**Supplied text:**
►

# Carba Tec Mark II



## shagnasty (Apr 24, 2010)

I bought this lathe today, and its been sitting NIB in this guys garage. Its got variable knob speed control etc. He had the receipt from back in 1997, and the original magazine he ordered it from. Comes with an unopened VHS tape. He paid $270 back then plus $12 bucks for shipping, from Penn State Industries. 12 bucks today you can barely send a medium flat rate......

Anyways, anything you can tell me about it. Opinions ? Good, Bad or Ugly ? Fair price for it today?


----------



## panini (Apr 24, 2010)

I got one of those bought in '98 and the older carba tec bought in '95 used it till 2005 ...The II is a great transportable lathe around...I bring to the high school to teach students how to turn pens...The older lathe still collecting dust since I got the Jet 1014vs...

Great score...


----------



## shagnasty (Apr 25, 2010)

Thanks Mark,
Well this one seems to run just fine and was still in the plastic.  Good thing for the oil they packed it in.  

Anybody recommend a nice set of lathe chisel set?   :biggrin:  Would like to do handles, peppermills and maybe pens.

◄

Records of pointing at named objects
►

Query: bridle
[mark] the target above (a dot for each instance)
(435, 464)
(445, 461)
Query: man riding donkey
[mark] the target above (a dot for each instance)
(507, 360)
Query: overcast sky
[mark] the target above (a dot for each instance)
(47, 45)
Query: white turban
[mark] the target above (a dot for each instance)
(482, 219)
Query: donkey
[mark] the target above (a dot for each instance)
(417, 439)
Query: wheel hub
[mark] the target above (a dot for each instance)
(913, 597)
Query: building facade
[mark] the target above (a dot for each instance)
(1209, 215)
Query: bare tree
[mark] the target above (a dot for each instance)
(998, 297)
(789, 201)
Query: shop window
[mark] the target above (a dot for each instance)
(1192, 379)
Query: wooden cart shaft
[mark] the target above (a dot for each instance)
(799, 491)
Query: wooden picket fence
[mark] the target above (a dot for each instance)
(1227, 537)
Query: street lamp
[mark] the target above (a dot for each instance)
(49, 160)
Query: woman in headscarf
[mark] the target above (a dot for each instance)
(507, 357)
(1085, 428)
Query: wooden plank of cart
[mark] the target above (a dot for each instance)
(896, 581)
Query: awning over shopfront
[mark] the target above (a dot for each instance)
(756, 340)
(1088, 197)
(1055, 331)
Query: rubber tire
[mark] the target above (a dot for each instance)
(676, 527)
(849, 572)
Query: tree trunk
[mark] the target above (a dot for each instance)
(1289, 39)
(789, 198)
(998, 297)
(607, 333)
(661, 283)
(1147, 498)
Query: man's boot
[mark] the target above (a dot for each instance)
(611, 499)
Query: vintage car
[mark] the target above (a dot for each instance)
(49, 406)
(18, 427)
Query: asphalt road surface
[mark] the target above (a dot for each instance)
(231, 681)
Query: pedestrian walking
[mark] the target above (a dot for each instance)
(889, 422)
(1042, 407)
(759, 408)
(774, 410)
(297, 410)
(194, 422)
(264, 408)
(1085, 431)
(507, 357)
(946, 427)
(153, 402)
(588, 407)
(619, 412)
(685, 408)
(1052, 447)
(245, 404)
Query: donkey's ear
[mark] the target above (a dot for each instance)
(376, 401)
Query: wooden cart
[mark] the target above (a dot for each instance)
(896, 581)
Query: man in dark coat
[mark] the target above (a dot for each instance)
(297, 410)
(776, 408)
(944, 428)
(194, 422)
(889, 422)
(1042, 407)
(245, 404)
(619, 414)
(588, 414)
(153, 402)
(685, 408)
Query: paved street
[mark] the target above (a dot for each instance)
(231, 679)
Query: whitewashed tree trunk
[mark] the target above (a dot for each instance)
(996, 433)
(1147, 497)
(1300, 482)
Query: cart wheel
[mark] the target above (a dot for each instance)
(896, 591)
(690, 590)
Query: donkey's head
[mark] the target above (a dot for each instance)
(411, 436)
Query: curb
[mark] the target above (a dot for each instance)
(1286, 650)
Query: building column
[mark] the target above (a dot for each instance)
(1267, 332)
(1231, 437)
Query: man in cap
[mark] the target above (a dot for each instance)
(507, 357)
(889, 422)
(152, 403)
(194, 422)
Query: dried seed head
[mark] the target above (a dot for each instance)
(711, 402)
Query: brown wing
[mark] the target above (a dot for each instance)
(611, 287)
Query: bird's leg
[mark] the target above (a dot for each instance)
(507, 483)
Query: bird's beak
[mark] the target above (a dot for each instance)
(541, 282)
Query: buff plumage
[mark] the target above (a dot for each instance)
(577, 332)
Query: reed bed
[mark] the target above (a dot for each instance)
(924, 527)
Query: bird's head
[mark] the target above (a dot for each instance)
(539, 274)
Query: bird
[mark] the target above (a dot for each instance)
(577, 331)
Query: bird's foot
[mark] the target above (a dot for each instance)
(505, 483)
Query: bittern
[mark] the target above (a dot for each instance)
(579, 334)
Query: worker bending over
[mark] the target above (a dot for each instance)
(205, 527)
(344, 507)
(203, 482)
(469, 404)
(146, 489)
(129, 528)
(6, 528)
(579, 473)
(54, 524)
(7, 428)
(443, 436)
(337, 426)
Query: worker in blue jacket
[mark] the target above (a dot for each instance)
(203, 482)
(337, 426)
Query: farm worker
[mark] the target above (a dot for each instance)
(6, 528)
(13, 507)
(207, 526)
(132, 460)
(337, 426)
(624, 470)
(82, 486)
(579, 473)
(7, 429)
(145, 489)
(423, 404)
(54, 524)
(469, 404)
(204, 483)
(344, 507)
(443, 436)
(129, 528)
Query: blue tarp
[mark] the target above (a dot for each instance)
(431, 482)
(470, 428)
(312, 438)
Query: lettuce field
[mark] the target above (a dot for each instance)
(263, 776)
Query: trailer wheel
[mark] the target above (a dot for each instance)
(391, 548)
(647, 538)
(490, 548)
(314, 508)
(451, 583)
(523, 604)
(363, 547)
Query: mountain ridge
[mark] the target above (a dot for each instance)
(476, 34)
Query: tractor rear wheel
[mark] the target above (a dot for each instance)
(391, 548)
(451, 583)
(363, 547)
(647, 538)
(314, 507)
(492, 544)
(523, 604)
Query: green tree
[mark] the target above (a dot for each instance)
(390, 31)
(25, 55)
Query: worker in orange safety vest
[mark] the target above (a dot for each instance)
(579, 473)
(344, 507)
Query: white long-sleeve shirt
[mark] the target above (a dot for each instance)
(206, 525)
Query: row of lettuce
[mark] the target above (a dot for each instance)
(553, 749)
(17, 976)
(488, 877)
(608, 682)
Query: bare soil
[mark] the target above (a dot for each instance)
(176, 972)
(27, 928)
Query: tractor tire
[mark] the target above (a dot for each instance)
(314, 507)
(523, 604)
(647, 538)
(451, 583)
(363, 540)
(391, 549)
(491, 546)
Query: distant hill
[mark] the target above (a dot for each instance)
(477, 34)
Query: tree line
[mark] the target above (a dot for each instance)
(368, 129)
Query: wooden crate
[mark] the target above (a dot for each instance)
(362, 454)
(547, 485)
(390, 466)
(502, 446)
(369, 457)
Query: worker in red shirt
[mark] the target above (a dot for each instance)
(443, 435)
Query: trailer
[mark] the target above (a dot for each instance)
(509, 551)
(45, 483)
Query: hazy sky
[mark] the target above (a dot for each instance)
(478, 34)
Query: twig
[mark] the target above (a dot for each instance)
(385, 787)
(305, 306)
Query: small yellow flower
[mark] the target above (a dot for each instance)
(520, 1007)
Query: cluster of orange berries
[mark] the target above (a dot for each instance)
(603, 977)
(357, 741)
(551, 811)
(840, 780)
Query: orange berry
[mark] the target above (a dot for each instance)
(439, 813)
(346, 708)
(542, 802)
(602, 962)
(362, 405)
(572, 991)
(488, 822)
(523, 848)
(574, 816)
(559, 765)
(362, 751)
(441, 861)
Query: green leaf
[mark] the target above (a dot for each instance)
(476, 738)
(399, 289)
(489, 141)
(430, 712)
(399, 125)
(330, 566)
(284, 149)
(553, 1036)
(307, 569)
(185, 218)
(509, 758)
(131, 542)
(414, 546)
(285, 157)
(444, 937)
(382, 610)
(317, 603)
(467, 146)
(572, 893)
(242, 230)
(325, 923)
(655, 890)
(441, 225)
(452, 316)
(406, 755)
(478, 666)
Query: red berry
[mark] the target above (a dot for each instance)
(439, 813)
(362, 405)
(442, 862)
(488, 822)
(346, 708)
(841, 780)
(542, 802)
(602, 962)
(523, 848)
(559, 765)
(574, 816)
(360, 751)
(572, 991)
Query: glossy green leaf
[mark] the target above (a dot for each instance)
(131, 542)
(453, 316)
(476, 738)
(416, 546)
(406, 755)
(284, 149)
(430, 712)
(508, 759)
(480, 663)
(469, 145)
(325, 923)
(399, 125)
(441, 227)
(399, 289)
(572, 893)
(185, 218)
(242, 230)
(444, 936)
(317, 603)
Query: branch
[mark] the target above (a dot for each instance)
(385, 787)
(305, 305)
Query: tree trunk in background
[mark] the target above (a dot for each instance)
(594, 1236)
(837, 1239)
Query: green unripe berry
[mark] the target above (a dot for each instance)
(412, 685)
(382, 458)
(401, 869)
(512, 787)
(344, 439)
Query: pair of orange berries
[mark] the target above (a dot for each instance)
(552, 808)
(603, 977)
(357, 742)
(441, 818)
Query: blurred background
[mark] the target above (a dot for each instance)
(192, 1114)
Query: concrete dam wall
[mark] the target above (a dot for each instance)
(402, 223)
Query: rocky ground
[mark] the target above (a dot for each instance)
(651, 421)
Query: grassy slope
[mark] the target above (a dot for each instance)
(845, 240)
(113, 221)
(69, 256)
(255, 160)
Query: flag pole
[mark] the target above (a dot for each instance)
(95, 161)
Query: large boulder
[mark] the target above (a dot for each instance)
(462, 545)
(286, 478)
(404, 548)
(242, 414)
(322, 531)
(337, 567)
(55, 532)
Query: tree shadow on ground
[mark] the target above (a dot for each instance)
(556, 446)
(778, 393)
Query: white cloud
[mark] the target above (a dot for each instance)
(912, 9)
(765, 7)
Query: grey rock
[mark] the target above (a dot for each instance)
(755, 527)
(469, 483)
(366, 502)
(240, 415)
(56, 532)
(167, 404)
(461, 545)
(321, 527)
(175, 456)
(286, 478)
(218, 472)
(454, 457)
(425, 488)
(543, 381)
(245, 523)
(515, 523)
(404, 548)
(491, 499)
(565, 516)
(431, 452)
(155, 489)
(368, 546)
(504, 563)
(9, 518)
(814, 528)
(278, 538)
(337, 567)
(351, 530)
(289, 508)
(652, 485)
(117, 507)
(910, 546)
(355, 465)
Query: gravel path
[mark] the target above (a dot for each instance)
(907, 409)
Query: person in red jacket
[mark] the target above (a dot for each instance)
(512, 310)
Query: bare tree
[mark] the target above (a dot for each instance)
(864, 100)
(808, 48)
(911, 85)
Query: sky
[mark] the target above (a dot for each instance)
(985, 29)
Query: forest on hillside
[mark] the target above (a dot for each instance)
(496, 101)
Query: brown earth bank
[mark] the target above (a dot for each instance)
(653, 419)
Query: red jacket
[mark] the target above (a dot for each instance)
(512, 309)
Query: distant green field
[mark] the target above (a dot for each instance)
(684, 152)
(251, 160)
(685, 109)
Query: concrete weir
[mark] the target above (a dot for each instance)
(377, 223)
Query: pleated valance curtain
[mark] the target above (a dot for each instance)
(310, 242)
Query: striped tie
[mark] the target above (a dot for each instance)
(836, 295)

◄

**Required work:**
**1.** In the Carba Tec lathe thread, what company was the lathe originally ordered from?
**2.** Carry on the Carba Tec lathe thread from its last post.
None of the lines are needed here.

**Results of the exercise:**
**1.** Penn State Industries.

**2.**
Larry


----------



## SonOfMartin (Apr 26, 2010)

I have that exact same lathe. My Dad bought it years ago and gave it to me.  It has a lot of miles on it, but it's a sweet little lathe - I love it.  It sits next to my 48" lathe but it gets used the most because it's so smooth and I think because it was my Dad's I use it the most.

I like Benjamin's Best brand - check out Penn State Industries Web site or eBay - you sometimes find good deals there on these chisels.


----------



## Mark (Apr 26, 2010)

That looks like a really nice lathe. Enjoy it...


----------



## shagnasty (Apr 26, 2010)

Thanks guys....will do.  Larry


----------



## Woodlvr (Apr 28, 2010)

Penn State was selling some of their product on Amazon at sale prices if I recall-might be worth a look see.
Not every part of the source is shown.